-------- DOCUMENT TEXT --------

**LibHashSet** is a [*hash set*](https://en.wikipedia.org/wiki/Hash_table) and [*hash map*](https://en.wikipedia.org/wiki/Hash_table) implementation for C99. It uses open addressing and double hashing.
This section describes the LibHashSet programming interface. The functions for managing *hash sets* are declared in `<hash_set.h>`, whereas the functions for managing to *hash maps* are declared in `<hash_map.h>`.
LibHashSet supports sets and maps containing elements of different integral types. For each element type, separate functions are provided. The functions for `uint16_t`, `uint32_t` and `uint64_t` can be distinguished by the suffix `…16`, `…32` and `…64`, respectively. In the following, the functions are described in their "generic" form.
***Note:*** On Microsoft Windows (Visual C++), when using LibHashSet as a "shared" library (DLL file), the macro `HASHSET_DLL` must be defined *before* including the `<hash_set.h>` or `<hash_map.h>` header files!
A `struct` that represents a LibHashSet *hash set* instance. Hash set instances can be allocated and de-allocated via the [hash_set_create()](#hash_set_create) and [hash_set_destroy()](#hash_set_destroy) functions, respectively.
A `struct` that represents a LibHashSet *hash map* instance. Hash map instances can be allocated and de-allocated via the [hash_map_create()](#hash_map_create) and [hash_map_destroy()](#hash_map_destroy) functions, respectively.

--------

**GIVEN EXERCISE**
Extend the LibHashSet documentation from the point where it stops.

-------- DATA LINES --------

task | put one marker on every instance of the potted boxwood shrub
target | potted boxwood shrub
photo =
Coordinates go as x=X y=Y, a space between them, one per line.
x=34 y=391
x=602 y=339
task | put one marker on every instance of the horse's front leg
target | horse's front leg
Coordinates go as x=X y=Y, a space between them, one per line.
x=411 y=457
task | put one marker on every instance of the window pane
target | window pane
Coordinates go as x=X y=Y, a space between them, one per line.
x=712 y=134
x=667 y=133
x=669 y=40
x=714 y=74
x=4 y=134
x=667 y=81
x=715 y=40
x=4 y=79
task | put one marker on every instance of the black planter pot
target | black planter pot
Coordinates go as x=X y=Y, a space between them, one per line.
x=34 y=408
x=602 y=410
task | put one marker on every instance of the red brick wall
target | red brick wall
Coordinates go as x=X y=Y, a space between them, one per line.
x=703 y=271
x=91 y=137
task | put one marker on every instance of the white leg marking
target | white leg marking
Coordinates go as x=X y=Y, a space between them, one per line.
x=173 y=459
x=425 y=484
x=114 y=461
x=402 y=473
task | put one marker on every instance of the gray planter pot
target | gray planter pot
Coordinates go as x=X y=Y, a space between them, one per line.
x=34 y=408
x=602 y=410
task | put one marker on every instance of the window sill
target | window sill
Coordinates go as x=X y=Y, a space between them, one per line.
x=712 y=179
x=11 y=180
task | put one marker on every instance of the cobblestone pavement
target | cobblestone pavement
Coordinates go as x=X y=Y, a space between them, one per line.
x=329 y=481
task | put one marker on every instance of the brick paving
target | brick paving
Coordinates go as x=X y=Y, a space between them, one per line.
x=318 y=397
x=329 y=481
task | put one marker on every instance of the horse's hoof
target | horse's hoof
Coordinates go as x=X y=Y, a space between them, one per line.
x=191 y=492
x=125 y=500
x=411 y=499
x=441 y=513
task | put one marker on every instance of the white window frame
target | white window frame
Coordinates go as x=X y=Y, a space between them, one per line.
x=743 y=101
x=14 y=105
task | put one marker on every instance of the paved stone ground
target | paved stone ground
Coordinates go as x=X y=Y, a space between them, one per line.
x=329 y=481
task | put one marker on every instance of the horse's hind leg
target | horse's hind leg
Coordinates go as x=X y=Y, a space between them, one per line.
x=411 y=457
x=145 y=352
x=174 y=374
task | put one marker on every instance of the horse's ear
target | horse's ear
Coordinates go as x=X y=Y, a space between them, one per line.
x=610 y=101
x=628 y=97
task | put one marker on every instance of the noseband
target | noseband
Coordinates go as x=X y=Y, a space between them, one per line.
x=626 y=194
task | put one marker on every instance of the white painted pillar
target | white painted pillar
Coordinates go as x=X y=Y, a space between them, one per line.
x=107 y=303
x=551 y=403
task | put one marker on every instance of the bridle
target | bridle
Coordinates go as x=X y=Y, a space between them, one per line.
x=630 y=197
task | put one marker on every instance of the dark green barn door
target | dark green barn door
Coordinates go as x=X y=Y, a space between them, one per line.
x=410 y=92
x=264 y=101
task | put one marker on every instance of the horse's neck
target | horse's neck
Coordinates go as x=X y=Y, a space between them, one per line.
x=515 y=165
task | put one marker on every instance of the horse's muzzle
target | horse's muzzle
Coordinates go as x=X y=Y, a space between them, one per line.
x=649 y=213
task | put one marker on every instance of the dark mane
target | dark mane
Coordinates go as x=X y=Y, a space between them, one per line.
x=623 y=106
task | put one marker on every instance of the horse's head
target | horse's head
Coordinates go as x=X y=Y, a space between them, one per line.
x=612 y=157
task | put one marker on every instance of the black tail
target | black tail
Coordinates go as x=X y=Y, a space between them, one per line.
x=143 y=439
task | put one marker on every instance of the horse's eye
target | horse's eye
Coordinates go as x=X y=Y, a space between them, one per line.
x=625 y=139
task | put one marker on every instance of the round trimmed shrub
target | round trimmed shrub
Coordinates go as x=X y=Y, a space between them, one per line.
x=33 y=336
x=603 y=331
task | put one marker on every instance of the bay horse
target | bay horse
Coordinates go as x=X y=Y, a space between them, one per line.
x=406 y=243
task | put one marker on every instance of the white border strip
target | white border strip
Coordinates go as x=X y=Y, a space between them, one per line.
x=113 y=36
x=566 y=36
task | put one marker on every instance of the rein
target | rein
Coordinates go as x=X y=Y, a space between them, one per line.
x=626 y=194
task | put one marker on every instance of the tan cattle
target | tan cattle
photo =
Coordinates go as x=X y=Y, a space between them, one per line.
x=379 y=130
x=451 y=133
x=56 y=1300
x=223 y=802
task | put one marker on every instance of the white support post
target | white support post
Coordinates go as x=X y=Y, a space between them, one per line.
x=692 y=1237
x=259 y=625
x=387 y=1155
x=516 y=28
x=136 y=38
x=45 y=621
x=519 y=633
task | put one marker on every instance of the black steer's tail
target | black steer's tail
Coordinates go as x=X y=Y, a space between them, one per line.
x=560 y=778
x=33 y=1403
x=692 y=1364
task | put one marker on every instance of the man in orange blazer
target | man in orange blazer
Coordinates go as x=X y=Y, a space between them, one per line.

--------

**OUTPUT OF THE TASK**
***Note:*** Application code shall treat this `struct` as opaque! The internals may change in future versions!
The initial capacity of the hash set (number of items). The given count will be rounded to the next power of two. If the number of items to be inserted into the hash set can be estimated beforehand, then the initial capacity should be adjusted accordingly to avoid unnecessary re-allocations. In any case, the hash set will be able to grow dynamically as needed. If this parameter is set to *zero*, the the *default* initial capacity (8192) is used.
The load factor to be applied to the hash set. The given load factor will be clipped to the **0.1** to **1.0** range. Generally, the default load factor (0.75) offers a good trade-off between performance and memory usage. Higher load factors decrease the memory overhead, but also may increase the time required for insert, lookup and remove operations. If this parameter is less than or equal to *zero*, the *default* load factor is used.
The "seed" value that is used to tweak the internal hash computation. The application should set this parameter to a value that is hard to predict and that is unlikely to repeat (e.g., a high-resolution timer is suitable here).
***Note:*** To avoid a memory leak, the returned pointer must be de-allocated by the application using the [hash_set_destroy()](#hash_set_destroy) function, as soon as the instance is *not* needed anymore!
The initial capacity of the hash map. The given count will be rounded to the next power of two. If the number of key-value pairs to be inserted into the hash map can be estimated beforehand, then the initial capacity should be adjusted accordingly to avoid unnecessary re-allocations. In any case, the hash map will be able to grow dynamically as needed. If this parameter is map to *zero*, the the *default* initial capacity (8192) is used.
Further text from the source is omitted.